EXERCISE: From the court opinion excerpt, output the stretch from "Justice Katz also" through "the hearing panel." word for word.

EXCERPTED PASSAGE:
——————————
Justice Katz also creates an artificial distinction between the factors when she asserts that the 180 day time limitation is mandatory because it is "qualitatively different" from other, concededly discretionary factors that the grievance committee considers, such as the amount in dispute. Findings as to the amount in dispute and the timeliness of an arbitration request are not discretionary in and of themselves but, rather, require the exercise of discretion when the grievance committee decides whether to forward the arbitration request to the hearing panel.

The contention that the arbitration request requires the applicant to declare under penalty of perjury that it is filed within 180 days also has no bearing on whether the filing time is mandatory. As we subsequently note in this opinion, the applicant must agree when filing the arbitration request to abide by any potential arbitration award and to comply with it promptly, whereas the arbitration manual provides for an appeal from the grievance committee's dismissal of an arbitration request, thus strongly suggesting that a dismissal on the ground of an untimely filing is not an award.

Lastly, merely because the obligation to file an arbitration request within 180 days is not binding does not thereby allow the parties to pursue their claims in another forum or to undermine arbitration as a means of settling disputes because the committee only is required to "consider" the eleven factors and, therefore, a late filing does not necessarily preclude arbitration.
——————————
Pointing and labeling entries
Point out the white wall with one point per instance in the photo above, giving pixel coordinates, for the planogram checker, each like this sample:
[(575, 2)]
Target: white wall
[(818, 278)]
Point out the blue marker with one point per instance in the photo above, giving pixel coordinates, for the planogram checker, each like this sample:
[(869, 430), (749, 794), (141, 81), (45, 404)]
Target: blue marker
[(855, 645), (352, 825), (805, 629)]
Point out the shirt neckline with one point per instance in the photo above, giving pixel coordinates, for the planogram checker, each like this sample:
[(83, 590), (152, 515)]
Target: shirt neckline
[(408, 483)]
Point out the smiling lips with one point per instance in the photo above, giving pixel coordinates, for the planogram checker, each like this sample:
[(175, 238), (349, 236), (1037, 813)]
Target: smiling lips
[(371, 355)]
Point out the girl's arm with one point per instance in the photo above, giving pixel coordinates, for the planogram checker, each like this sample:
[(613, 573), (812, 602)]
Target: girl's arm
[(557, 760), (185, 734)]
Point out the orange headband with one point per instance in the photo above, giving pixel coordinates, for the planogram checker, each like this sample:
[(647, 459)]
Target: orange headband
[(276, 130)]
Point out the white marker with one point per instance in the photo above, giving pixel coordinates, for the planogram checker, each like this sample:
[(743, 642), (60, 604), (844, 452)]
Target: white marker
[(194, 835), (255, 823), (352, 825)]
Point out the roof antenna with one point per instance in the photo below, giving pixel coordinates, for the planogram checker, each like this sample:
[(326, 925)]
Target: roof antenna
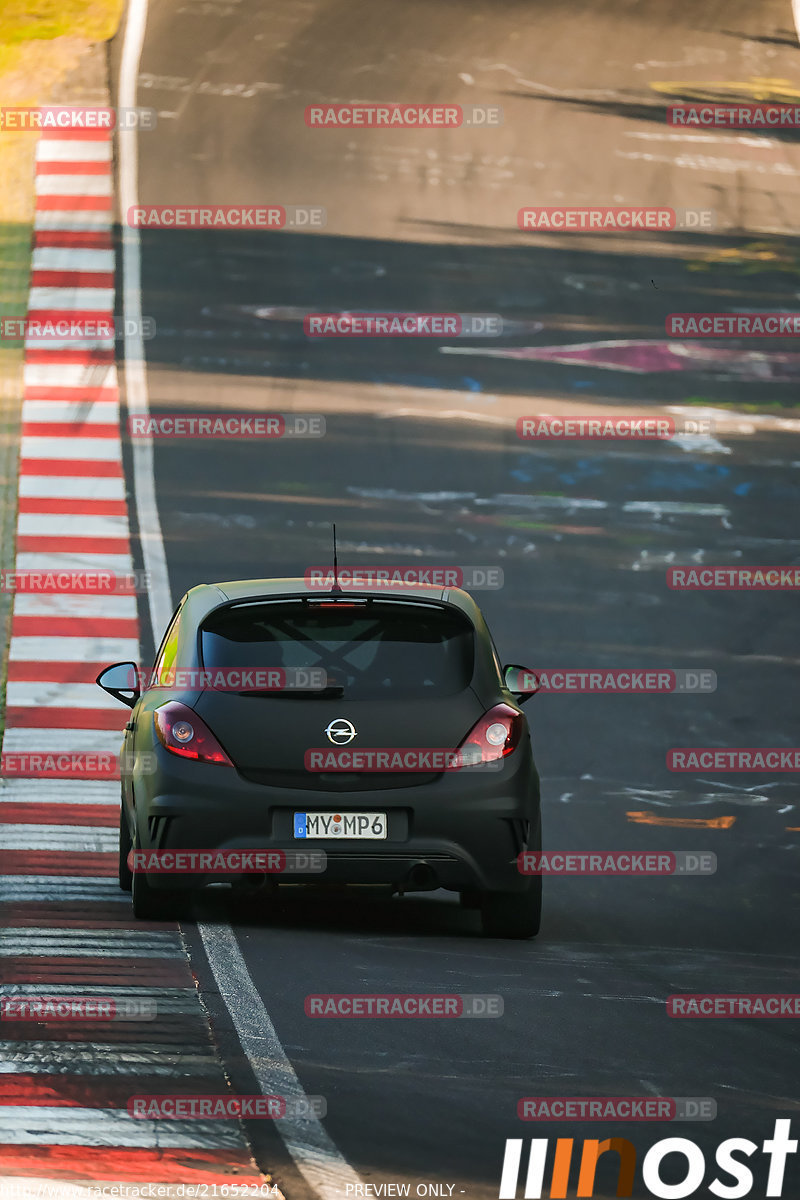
[(336, 591)]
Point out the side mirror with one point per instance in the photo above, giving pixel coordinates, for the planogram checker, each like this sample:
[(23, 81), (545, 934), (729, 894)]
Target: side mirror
[(522, 682), (121, 681)]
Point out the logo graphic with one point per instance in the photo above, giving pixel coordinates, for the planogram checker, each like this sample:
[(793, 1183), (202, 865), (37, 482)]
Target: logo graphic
[(340, 732)]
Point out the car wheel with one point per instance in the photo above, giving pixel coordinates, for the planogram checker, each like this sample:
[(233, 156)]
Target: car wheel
[(126, 846), (512, 913), (151, 904)]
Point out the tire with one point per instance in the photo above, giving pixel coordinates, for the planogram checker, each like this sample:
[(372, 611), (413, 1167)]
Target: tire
[(149, 903), (512, 913), (126, 846)]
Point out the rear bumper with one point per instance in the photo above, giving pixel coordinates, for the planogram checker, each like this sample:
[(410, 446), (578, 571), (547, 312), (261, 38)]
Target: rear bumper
[(463, 831)]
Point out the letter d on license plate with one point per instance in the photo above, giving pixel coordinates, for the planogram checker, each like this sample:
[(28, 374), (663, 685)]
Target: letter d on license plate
[(358, 826)]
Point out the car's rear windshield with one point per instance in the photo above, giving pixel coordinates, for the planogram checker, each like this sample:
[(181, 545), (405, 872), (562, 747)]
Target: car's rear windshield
[(378, 649)]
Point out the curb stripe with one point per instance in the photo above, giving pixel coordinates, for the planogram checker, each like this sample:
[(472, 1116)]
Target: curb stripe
[(66, 924)]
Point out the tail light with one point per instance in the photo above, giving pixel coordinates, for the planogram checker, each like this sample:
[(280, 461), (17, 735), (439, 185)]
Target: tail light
[(494, 736), (184, 733)]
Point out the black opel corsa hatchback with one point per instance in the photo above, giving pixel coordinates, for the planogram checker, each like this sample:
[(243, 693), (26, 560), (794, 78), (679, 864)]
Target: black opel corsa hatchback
[(371, 731)]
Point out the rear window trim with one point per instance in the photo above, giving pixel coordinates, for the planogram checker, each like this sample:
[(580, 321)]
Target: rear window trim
[(301, 598)]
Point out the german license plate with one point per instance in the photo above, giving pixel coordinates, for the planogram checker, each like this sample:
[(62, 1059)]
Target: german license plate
[(359, 826)]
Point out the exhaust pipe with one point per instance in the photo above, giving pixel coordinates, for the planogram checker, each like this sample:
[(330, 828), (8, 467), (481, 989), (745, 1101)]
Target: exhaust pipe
[(419, 877)]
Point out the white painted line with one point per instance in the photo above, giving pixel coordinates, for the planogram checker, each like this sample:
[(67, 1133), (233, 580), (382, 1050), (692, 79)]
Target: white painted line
[(73, 150), (61, 1126), (72, 487), (89, 942), (61, 604), (70, 375), (73, 561), (97, 449), (71, 299), (71, 258), (317, 1157), (72, 221), (136, 378), (74, 649), (94, 412), (66, 525), (73, 839), (59, 695), (675, 508), (73, 185), (58, 791), (106, 1059), (60, 889)]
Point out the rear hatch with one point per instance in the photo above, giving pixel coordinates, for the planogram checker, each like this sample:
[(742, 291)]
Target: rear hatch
[(398, 671)]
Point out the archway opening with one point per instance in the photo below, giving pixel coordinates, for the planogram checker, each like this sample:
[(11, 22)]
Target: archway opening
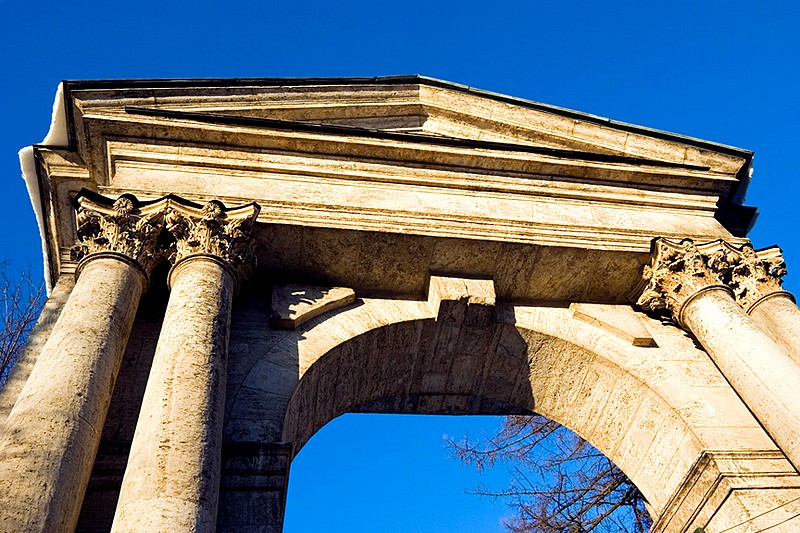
——————————
ANSWER FOR THE TASK:
Justice Katz also creates an artificial distinction between the factors when she asserts that the 180 day time limitation is mandatory because it is "qualitatively different" from other, concededly discretionary factors that the grievance committee considers, such as the amount in dispute. Findings as to the amount in dispute and the timeliness of an arbitration request are not discretionary in and of themselves but, rather, require the exercise of discretion when the grievance committee decides whether to forward the arbitration request to the hearing panel.